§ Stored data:
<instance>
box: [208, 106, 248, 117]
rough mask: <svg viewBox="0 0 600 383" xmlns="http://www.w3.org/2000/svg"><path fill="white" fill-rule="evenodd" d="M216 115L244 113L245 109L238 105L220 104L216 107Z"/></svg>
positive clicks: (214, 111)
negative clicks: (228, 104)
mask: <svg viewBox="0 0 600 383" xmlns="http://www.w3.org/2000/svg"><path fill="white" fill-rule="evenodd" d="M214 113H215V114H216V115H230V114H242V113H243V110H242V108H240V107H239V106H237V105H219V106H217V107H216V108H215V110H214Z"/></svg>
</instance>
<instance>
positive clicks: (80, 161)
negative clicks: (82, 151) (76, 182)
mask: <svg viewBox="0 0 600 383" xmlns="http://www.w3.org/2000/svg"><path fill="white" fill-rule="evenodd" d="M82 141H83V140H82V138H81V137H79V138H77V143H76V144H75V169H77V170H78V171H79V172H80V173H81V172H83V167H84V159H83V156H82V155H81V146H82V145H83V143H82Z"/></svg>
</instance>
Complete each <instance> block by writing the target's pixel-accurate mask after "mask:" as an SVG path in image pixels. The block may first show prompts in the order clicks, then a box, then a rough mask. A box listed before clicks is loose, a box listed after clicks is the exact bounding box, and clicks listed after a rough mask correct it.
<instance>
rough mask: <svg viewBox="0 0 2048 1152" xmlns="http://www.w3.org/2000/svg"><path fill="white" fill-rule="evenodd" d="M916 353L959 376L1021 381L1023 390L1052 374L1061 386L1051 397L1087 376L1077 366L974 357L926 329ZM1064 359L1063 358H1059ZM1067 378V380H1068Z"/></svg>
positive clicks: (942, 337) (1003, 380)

§ Task to complete: Output every line from the start of the items above through the line that contains "positive clicks: (214, 111)", inclusive, as a JSON list of strings with one string per line and no blank lines.

§ Solution to this exercise:
[
  "<instance>",
  "box: [208, 106, 248, 117]",
  "rough mask: <svg viewBox=\"0 0 600 383\" xmlns=\"http://www.w3.org/2000/svg\"><path fill=\"white\" fill-rule=\"evenodd\" d=\"M216 115L244 113L245 109L238 105L220 104L216 107Z\"/></svg>",
  "positive clicks: (214, 111)"
]